Excerto da página:

A minha ideia é que nesta matéria há que marchar também com cautela. Não estão suficientemente exploradas as vias da personificação de interesses difusos, seja no campo da defesa dos consumidores, seja no campo do ambiente, seja no campo da qualidade de vida e do património cultural, que são zonas privilegiadas e em que é relativamente simples que a lei venha facilitar e tipificar as formas de acção colectiva personalizada que hão-se traduzir essa defesa e, portanto, dar-lhe essa legitimidade. Terei alguma relutância em consignar desta forma, tão indefinida quanto aos seus contornos, a possibilidade de os cidadãos agirem, em termos de procedimento colectivo, para defesa destes interesses difusos hoc sensu, sem nenhuma limitação do ponto de vista da legitimidade. Reconheço que é um ponto extremamente interessante. Posso eventualmente admitir que, num ou noutro caso, a maturação dos processos venha a permitir dar esse passo, mas também nesse ponto não deve ser o legislador constituinte a fazê-lo, mas, sim, o legislador ordinário.

Tem a palavra o Sr. Deputado José Magalhães.

O Sr. José Magalhães (PCP): - Compreendo, Sr. Presidente, que a altura seja má para abordar estes temas interessantes. Há épocas em que os interesses são outros. Não creio que seja este o tema que tira o sono aos negociadores do acordo PS/PSD.

Gostaria somente de realçar que o PS não foi, nesta matéria, mudo em relação a alguns afloramentos do problema. Porém, não foi claro nem exprimiu ideias avançadas e transparentes quando a este ponto. Digo isto, sobretudo, porque o PS não distinguiu entre a acção popular clássica e o direito a verdadeiros e próprios procedimentos colectivos ou difusos ou interesses públicos latentes, como também pode ser o caso. É uma problemática totalmente nova, em relação à qual não desesperamos que o PS, no processo de revisão constitucional, venha ainda a adquirir algum interesse.

Gostaria também de dizer que as propostas do PS sobre, por exemplo, o artigo 66.°, em matéria de defesa do ambiente, nos merecem toda a simpatia, mas não dão resposta a esta problemática.

Instrução dada 1:
Responda com base no debate sobre a revisão constitucional:
(a) Segundo a primeira intervenção, quem deve dar o passo de alargar a legitimidade para a defesa dos interesses difusos: o legislador constituinte ou o ordinário?
(b) A que partido pertence o Sr. Deputado José Magalhães?
(c) Que artigo é citado a propósito das propostas do PS em matéria de defesa do ambiente?
Instrução dada 2:
Continue o debate sobre a revisão constitucional a partir da última frase apresentada.

Informação fornecida:
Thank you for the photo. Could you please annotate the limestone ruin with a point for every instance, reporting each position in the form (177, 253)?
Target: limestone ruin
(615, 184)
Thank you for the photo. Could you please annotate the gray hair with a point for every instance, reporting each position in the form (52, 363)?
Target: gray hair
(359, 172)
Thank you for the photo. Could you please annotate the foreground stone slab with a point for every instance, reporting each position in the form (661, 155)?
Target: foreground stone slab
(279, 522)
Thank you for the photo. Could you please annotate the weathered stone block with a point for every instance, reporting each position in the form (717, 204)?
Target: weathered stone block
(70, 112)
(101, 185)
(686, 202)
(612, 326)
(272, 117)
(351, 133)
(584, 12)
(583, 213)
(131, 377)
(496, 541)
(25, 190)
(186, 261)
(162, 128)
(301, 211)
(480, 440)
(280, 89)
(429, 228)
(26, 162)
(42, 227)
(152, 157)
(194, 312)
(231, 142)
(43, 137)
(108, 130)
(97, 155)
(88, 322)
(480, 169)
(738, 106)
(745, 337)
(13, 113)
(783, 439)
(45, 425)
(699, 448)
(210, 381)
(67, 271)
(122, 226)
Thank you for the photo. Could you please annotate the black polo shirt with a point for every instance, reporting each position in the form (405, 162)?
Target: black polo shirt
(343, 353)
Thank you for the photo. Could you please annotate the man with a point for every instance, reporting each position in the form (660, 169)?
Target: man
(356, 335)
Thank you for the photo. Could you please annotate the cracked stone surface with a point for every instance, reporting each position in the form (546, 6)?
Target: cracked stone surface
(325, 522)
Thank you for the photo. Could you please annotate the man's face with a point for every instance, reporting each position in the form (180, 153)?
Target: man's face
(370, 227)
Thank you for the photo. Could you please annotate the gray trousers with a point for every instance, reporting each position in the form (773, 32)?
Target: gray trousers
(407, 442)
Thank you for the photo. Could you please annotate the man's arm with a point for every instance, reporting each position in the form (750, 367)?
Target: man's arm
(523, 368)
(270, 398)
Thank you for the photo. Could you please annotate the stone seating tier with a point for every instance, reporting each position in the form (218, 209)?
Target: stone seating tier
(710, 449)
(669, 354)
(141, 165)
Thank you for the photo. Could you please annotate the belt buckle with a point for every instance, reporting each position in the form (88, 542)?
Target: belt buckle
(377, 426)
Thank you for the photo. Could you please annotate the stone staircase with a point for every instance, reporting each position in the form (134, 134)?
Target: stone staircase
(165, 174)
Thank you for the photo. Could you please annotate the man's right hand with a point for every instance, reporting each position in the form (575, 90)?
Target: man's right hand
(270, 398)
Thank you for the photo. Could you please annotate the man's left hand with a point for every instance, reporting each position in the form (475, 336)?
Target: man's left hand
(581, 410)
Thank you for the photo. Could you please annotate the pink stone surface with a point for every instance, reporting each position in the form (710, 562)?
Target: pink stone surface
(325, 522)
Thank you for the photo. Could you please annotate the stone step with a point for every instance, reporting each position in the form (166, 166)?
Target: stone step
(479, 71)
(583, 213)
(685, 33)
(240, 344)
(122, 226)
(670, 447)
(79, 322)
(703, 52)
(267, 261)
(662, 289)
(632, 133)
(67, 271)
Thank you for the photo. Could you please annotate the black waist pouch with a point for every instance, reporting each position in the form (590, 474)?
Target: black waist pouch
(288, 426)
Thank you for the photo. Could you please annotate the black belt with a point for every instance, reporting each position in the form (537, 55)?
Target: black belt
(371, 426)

Resposta escrita 1:
(a) O legislador ordinário.
(b) Ao PCP.
(c) O artigo 66.º.

Resposta escrita 2:
O Sr. Almeida Santos (PS): - Desculpe interrompê-lo, Sr. Deputado, mas o melhor é traduzi-la já na acção popular.

O Sr. José Magalhães (PCP): - Não, Sr. Deputado. A acção popular é uma coisa que tem a ver só com um dos meios de intervenção dos cidadãos. Acontece, porém, que os procedimentos colectivos têm a ver com a intervenção dos cidadãos junto da Administração Pública sem a mediação dos tribunais...

O Sr. Almeida Santos (PS): - Só que aqui está somente previsto o princípio e nada mais!... De facto, a lei teria de referir quais eram os outros meios além da acção popular.

Portanto, não somos contra um princípio genérico. Contudo, esta formulação só abre a porta para que a lei refira o que é que está para além da acção popular. VV. Exas. ainda não disseram quais são os instrumentos factuais de defesa dos direitos e garantias dos administrados, ou seja, o que é que se pode incluir dentro desta moldura. Qual é o retrato?

O Sr. José Magalhães (PCP): - De qual das molduras, Sr. Deputado? Da moldura do artigo 66.°?

O Sr. Almeida Santos (PS): - Não, é a do n.° 5 do artigo 268.°

De facto, este articulado, na redacção dada pela vossa proposta de aditamento, refere a expressão "procedimentos colectivos perante a Administração Pública para defesa...". Sabemos que nela cabe a figura da acção popular por nós proposta.

O Sr. José Magalhães (PCP): - Não, Sr. Deputado, o problema está nesse ponto. Aí é que a intervenção do Sr. Presidente foi interessante, tendo em vista o desnatar dos meios colocados ao serviço dos cidadãos e a definição de qual é o âmbito próprio de cada um desses meios e qual pode ser o interesse da sua gestão em concreto.

Acontece que o artigo 66.° é uma amálgama, pois prevê todos os meios, desde uma honesta e simples petição (qualquer cidadão pode alertar as entidades competentes para o facto de, por exemplo, estarem a rebentar com a Igreja do Carmo!) até à verdadeira e própria acção junto dos tribunais...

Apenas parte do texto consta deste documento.